### [Written exercise 1]
Turn every line of the records into a Markdown table with the columns Row and Line, numbering each row and skipping blank lines. Leave the pictures out.

### [Selected extract]
Work hard at it. Anything that’s easy to read is usually hard to write. What’s easy to write is hard to read. I heard one author say, “Writing is like giving birth to barbed wire.” Writing is 5% inspiration and 95% perspiration.

Learning to write well is not a matter of memorizing a set of rules. It’s a matter of mastering a set of techniques. The artist—and writers are artists—who desires to excel at writing must dedicate his life to mastering the skills. You’ve heard it said many times: How does one learn to write? By writing, and writing, and writing...That’s because the writing itself is your practice. Every page you write is the equivalent of that half-hour at the piano keys, honing your skills.

Realize that the best writing comes in revision, not creation. I learned long ago that I should never wait for inspiration or a good beginning. I just jump right in. I’ll either cut it out or clean it up later. Years ago I heard someone say, “Never edit at the point of conception.” I think a lot of writer’s block happens when people wait for the right words. I just write. Later, I labor over the right words, and there’s no block because I’m already looking at something on the screen.

### [Raw records]
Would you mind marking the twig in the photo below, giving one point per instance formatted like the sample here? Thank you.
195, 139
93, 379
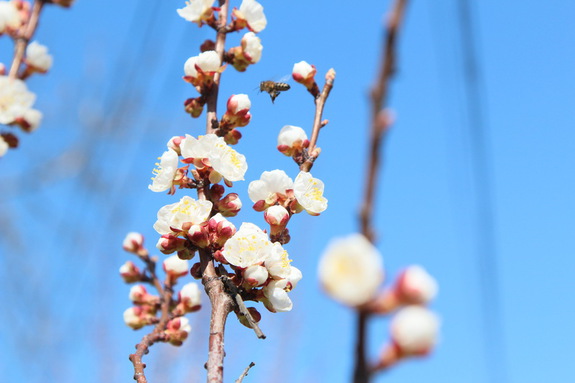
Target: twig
317, 122
245, 373
23, 39
157, 335
222, 305
233, 291
379, 126
212, 99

### [Written exercise 2]
Extend the writing advice above, picking up after its final sentence.

### [Result 1]
| Row | Line |
|---|---|
| 1 | Would you mind marking the twig in the photo below, giving one point per instance formatted like the sample here? Thank you. |
| 2 | 195, 139 |
| 3 | 93, 379 |
| 4 | Target: twig |
| 5 | 317, 122 |
| 6 | 245, 373 |
| 7 | 23, 39 |
| 8 | 157, 335 |
| 9 | 222, 305 |
| 10 | 233, 291 |
| 11 | 379, 126 |
| 12 | 212, 99 |

### [Result 2]
First drafts are the lump of clay; repeated revisions shape it into art. Someone asked Hemmingway why he rewrote an ending 37 times. His answer was, “to get the words right.” Here are some tips on writing and revising in this article by my friend and author Jerry Jenkins. 

Write to please the Audience of One, Jesus Christ. Whether we eat or drink or whatever we do (including writing), we are to do to the glory of God (1 Cor. 10:31). If your writing is about you, not God and His glory, find something else to do that you can make about Him.

Be humble. “All of you, clothe yourselves with humility toward one another, because God opposes the proud but gives grace to the humble. Humble yourselves, therefore, under God’s mighty hand, that he may lift you up in due time.” (1 Peter 5:5-6). Do we want God’s grace or His opposition? 

The way to be humble is to take a good look at God and then a good look at yourself, and notice the difference. When you see Him as He is and yourself as you are, the very thought of being proud or arrogant should be absolutely laughable. Writers who are proud will not depend on Christ and will operate on their own strength. Throughout the process of writing a book I find myself on my knees repeatedly because I know I cannot do it without Him, and anything I do without Him will not last. Jesus said, “Apart from Me you can do nothing” (John 15:5).

 

photo credit: via photopin (license)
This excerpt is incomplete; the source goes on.